⟨
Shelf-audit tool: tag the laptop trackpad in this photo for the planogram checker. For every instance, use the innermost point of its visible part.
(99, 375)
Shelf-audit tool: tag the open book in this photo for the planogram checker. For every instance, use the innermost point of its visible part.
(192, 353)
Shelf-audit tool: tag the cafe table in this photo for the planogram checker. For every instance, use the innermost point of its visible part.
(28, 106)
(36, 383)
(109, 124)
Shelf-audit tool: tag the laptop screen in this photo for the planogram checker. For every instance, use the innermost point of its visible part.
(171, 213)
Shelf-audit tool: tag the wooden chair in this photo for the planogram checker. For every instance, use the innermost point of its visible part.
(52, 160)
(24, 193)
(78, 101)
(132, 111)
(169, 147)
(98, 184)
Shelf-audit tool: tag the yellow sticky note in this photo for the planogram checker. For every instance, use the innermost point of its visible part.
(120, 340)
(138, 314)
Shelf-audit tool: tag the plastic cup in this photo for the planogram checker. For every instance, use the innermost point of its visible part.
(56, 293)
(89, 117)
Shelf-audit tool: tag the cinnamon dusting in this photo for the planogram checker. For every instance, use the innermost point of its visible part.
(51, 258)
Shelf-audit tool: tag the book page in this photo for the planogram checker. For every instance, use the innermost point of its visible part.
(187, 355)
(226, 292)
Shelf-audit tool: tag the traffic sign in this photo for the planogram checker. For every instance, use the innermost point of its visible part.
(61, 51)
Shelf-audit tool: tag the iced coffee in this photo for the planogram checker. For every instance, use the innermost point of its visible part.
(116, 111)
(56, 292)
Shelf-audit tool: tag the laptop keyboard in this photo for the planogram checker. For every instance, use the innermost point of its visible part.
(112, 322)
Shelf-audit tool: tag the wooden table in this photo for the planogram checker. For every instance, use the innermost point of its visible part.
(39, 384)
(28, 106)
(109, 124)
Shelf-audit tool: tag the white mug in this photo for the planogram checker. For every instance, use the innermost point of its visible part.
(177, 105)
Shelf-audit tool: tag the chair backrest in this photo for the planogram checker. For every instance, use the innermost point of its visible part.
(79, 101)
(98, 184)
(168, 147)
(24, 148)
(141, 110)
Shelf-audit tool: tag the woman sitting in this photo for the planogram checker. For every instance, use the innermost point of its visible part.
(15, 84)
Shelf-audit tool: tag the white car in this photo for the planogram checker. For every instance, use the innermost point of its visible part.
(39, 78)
⟩
# Task to complete
Word for word, return all of the records.

# Exercise output
Shelf-audit tool: tag the laptop trackpad in this photo for the planogram checker. For every instance, use the innermost point of its visible part.
(99, 375)
Shelf-audit tool: tag the open book in this photo for the planogram checker. For every instance, use the innermost point of its visible part.
(192, 353)
Shelf-audit tool: tag the cafe table in this photo for the planogram checker. For every instance, use the innermost point of its visible part.
(28, 106)
(36, 383)
(109, 124)
Shelf-audit tool: tag the laptop screen in this photo for the planogram checker. For every instance, use the innermost point of its visible part.
(171, 213)
Shelf-audit tool: tag the wooden chair in this photo for the planogram checker. For every instance, use the innermost point of its visible part.
(52, 160)
(24, 193)
(78, 101)
(132, 111)
(169, 147)
(98, 184)
Shelf-audit tool: tag the yellow sticky note in this photo for the planogram checker. For every instance, use the innermost point of its visible part.
(120, 340)
(138, 314)
Shelf-audit tool: tag the plastic cup in this photo for the planogram checker. For every instance, use the innermost point of its visible part.
(56, 293)
(89, 117)
Shelf-audit tool: tag the cinnamon dusting in this photo for the planogram checker. For every instance, use the innermost point of its visible part.
(51, 258)
Shelf-audit tool: tag the book page in this photo for the planogram checker. For every instance, use the innermost point of its visible part.
(187, 355)
(226, 292)
Shelf-audit tool: tag the traffic sign in this photo for the planogram checker. For every instance, use the innermost point of its visible part.
(61, 51)
Shelf-audit tool: tag the iced coffee in this photo for the planogram checker. For every instance, use the innermost point of its visible part.
(116, 111)
(56, 292)
Shelf-audit tool: tag the laptop keyboard in this photo for the planogram checker. For every instance, use the innermost point of its visible part.
(112, 322)
Shelf-audit tool: tag the wooden table in this photo for the planogram checker. For every instance, use the innermost point of its visible part.
(39, 384)
(28, 106)
(109, 124)
Shelf-audit tool: tag the white mug in this photo for the planogram checker. For every instance, use the innermost point of its visible part.
(177, 105)
Shelf-audit tool: tag the chair backrest in this photo for the planogram checker. For every instance, use the innermost point of its visible part.
(79, 101)
(98, 184)
(168, 147)
(24, 148)
(141, 110)
Shelf-audit tool: tag the woman sitting in this photo for the planogram checker. For every instance, use the innermost point of its visible part.
(15, 84)
Shelf-audit tool: tag the white car in this photo for the planogram checker. For every instance, use the innermost point of its visible part.
(39, 78)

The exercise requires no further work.